Task to carry out:
After locating the line that contains "In this picture, where can the woman's face" in the data below, set down exactly that line and each one after it through the line that contains "In this picture, where can the man's face", and nothing more.

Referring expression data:
______________________________

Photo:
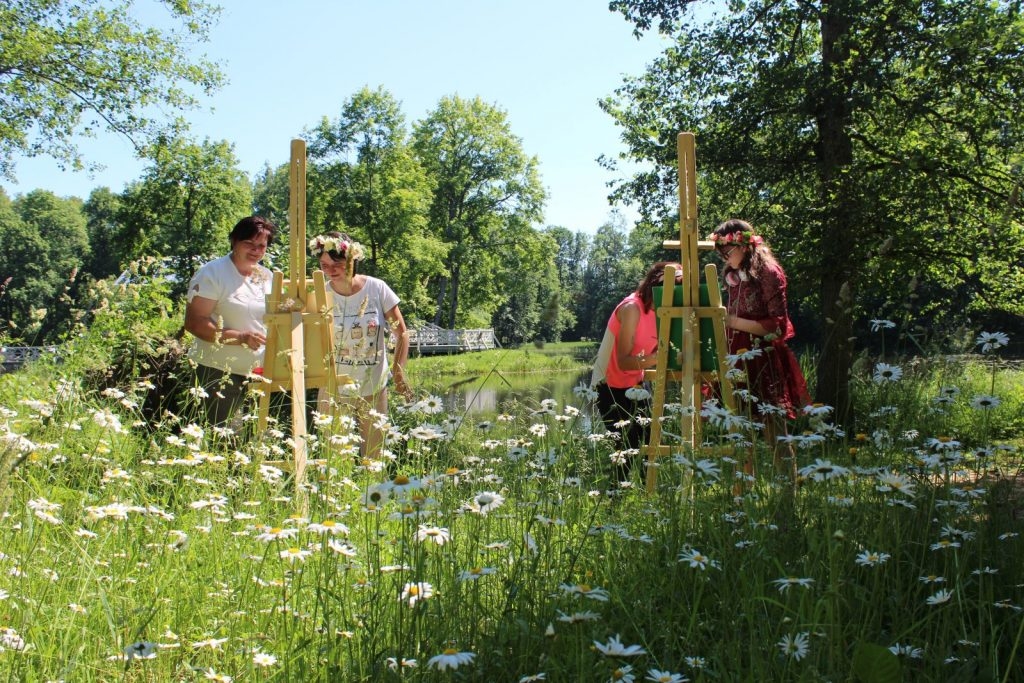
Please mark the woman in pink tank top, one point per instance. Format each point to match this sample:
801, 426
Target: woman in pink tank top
628, 349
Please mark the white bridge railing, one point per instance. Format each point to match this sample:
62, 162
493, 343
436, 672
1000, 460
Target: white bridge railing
429, 338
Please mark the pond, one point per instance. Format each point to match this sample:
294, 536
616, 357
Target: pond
483, 397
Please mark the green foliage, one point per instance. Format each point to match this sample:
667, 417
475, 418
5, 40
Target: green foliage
72, 67
43, 245
486, 196
878, 145
185, 204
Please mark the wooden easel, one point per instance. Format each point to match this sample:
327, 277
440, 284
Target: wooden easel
690, 311
299, 350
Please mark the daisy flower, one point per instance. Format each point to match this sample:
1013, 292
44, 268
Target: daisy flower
413, 593
886, 373
614, 648
264, 659
696, 559
784, 583
795, 646
869, 558
437, 535
450, 658
985, 402
586, 591
485, 502
989, 341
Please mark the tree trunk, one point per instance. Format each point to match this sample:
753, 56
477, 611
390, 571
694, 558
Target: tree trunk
838, 223
454, 306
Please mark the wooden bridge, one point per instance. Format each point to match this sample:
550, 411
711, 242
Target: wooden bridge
427, 338
12, 357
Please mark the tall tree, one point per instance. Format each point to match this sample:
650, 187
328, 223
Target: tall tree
570, 263
43, 245
365, 179
185, 204
487, 193
877, 143
72, 68
105, 233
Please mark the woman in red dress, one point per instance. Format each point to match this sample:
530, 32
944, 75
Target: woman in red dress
757, 328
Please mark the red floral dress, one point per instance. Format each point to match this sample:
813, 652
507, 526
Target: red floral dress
773, 376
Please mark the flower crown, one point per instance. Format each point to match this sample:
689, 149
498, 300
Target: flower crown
345, 249
739, 238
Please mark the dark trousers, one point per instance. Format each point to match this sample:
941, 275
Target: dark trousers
225, 394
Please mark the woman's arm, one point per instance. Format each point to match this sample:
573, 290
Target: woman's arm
629, 318
199, 322
397, 323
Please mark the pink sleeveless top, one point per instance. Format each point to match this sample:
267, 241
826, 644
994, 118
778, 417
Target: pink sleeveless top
645, 340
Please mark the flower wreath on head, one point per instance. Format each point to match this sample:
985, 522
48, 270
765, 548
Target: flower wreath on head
739, 238
327, 244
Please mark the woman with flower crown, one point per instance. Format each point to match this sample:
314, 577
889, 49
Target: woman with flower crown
366, 314
226, 301
758, 326
628, 348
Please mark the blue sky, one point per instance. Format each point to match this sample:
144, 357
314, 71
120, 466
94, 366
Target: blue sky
545, 62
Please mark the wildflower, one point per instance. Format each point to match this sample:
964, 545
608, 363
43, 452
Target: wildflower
212, 643
450, 658
817, 410
475, 572
886, 373
795, 646
577, 617
393, 664
637, 393
416, 592
295, 554
985, 402
485, 502
989, 341
328, 526
784, 583
907, 651
945, 544
614, 648
430, 406
695, 663
142, 649
586, 591
269, 535
869, 558
264, 659
696, 559
822, 470
623, 674
437, 535
894, 481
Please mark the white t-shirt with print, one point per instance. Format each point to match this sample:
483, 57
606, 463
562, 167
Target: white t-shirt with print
360, 334
241, 305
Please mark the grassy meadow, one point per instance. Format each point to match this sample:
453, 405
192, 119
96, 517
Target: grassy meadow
137, 546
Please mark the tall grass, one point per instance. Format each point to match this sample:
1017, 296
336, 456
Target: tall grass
137, 550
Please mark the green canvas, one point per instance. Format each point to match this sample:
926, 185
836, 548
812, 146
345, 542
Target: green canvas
709, 355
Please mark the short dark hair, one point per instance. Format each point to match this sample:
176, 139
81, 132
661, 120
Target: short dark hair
250, 226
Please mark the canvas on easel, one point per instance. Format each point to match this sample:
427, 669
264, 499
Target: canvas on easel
691, 340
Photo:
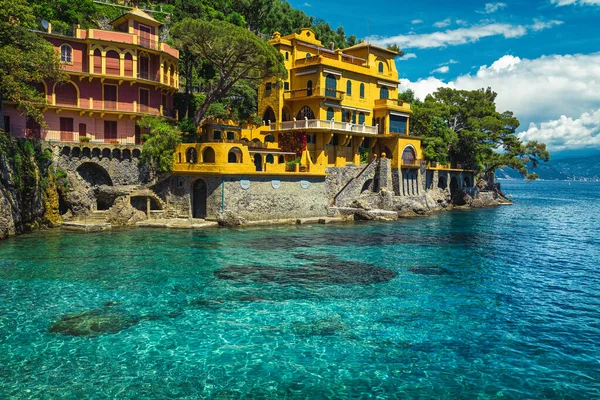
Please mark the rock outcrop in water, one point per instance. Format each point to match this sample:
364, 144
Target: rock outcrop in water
92, 323
328, 272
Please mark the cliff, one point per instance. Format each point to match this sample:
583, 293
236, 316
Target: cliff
28, 194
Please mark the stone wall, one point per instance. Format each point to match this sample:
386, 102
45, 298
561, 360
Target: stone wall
265, 198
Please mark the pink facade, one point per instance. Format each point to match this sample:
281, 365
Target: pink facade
112, 84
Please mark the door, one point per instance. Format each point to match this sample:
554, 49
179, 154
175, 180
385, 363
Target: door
199, 199
66, 129
258, 162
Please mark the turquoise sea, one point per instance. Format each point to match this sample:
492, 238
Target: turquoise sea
500, 302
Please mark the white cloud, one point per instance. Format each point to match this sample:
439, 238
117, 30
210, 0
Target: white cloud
567, 133
462, 35
442, 70
538, 91
408, 56
443, 24
560, 3
491, 8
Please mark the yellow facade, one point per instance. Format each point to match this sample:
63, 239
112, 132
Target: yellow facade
345, 102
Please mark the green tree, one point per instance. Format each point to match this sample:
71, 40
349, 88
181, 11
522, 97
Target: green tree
235, 54
464, 127
159, 143
25, 59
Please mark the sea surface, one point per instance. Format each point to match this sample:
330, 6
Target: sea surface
491, 303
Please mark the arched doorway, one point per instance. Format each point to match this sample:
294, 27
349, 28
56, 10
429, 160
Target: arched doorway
269, 115
453, 186
199, 199
258, 162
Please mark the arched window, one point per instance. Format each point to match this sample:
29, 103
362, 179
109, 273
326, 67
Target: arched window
384, 93
113, 61
128, 65
408, 156
330, 114
234, 156
191, 156
208, 155
66, 94
330, 85
305, 112
66, 53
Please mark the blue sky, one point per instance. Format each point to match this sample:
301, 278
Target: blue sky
542, 57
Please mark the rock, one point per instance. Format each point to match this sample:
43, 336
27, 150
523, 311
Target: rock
324, 272
429, 270
92, 323
123, 214
230, 218
319, 327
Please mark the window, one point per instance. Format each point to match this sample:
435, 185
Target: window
66, 53
330, 114
384, 93
330, 85
66, 129
144, 97
110, 131
398, 124
110, 97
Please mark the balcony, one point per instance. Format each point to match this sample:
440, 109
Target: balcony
299, 94
325, 125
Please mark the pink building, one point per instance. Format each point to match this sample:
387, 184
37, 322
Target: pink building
115, 78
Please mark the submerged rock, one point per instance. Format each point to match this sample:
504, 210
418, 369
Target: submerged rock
331, 272
319, 327
429, 271
314, 257
92, 323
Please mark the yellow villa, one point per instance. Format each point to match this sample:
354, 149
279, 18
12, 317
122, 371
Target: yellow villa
336, 107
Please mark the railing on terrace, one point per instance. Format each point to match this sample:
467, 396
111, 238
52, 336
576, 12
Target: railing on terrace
391, 102
315, 92
92, 138
147, 43
148, 76
410, 162
324, 124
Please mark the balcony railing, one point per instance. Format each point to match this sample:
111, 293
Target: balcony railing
324, 124
316, 92
147, 43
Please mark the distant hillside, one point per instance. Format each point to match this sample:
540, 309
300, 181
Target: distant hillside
582, 168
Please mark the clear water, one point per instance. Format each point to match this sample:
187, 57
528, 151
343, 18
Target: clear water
514, 312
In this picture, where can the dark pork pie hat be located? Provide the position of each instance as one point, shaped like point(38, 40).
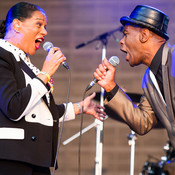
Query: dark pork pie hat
point(148, 17)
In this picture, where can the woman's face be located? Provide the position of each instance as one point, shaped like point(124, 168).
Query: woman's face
point(32, 32)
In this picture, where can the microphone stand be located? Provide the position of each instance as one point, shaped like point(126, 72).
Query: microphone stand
point(97, 123)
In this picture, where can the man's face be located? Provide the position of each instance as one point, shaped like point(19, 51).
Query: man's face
point(131, 45)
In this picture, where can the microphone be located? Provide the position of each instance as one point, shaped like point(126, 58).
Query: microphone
point(114, 60)
point(47, 46)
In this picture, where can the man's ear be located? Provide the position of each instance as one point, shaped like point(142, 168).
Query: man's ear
point(16, 25)
point(144, 35)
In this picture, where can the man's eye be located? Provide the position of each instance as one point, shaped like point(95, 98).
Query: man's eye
point(39, 24)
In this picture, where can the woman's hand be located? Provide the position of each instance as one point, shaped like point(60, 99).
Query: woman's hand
point(92, 108)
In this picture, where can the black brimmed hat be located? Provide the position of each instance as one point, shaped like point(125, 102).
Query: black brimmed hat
point(150, 18)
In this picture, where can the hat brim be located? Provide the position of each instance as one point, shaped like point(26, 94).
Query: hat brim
point(127, 20)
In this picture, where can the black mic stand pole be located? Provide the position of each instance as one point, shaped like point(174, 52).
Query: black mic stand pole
point(97, 123)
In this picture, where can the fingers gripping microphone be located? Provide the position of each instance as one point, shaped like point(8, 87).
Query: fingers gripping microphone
point(47, 46)
point(114, 60)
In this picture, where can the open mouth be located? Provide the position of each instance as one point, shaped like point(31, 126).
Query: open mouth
point(38, 42)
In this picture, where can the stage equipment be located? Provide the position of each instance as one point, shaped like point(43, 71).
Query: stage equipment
point(103, 38)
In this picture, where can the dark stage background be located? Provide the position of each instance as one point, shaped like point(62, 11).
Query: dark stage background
point(72, 22)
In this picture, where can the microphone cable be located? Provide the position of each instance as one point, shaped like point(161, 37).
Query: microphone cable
point(61, 128)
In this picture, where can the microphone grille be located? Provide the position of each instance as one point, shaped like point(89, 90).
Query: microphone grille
point(114, 60)
point(47, 46)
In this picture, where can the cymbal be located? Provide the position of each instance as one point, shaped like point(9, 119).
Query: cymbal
point(135, 98)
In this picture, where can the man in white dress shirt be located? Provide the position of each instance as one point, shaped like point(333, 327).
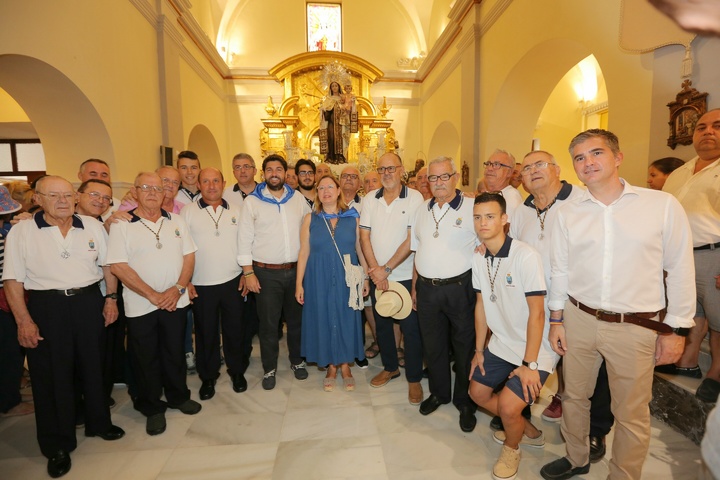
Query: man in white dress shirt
point(609, 248)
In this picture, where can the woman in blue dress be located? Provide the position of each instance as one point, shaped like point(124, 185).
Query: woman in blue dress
point(331, 329)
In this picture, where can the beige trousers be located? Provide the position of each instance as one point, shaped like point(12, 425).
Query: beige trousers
point(629, 352)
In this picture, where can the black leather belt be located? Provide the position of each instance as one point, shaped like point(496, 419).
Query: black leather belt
point(709, 246)
point(70, 292)
point(642, 319)
point(439, 282)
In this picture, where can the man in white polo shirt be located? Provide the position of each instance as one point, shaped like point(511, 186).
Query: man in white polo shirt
point(59, 258)
point(385, 240)
point(443, 239)
point(153, 255)
point(214, 227)
point(270, 222)
point(510, 288)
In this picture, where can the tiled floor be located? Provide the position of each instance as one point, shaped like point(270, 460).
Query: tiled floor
point(297, 431)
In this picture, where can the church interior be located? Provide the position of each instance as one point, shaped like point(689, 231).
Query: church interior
point(134, 82)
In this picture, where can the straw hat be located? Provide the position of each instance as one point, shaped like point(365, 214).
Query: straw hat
point(395, 302)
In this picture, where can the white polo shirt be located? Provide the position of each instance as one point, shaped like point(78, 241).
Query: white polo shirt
point(518, 273)
point(216, 255)
point(388, 226)
point(612, 257)
point(450, 253)
point(37, 255)
point(134, 243)
point(271, 227)
point(699, 194)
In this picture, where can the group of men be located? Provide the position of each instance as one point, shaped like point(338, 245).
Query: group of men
point(600, 253)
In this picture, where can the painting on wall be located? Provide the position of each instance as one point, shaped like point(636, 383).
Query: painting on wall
point(324, 27)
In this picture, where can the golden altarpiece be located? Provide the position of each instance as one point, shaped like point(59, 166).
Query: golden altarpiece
point(293, 128)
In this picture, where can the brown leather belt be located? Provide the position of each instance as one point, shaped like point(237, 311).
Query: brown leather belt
point(275, 266)
point(642, 319)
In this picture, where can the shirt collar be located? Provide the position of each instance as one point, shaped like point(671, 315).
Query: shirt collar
point(41, 223)
point(504, 250)
point(455, 203)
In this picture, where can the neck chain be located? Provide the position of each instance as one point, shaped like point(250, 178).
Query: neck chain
point(217, 232)
point(541, 217)
point(492, 278)
point(158, 245)
point(437, 222)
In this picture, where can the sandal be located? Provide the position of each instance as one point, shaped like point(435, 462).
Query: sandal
point(372, 351)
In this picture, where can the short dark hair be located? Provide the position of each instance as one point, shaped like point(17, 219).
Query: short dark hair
point(274, 158)
point(305, 161)
point(487, 197)
point(83, 186)
point(667, 164)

______________________________

Exercise output:
In this picture, where can the woman's face be located? Provide the position of each instance as one point, shaped like point(124, 168).
Query: woman's face
point(32, 32)
In this picture, where can the microphone stand be located? Provide the position of each instance as one point, shaped like point(126, 72).
Query: microphone stand
point(97, 123)
In this picture, where can the man's face be located? Provide the position of each instance as one point, shaped like point(19, 51).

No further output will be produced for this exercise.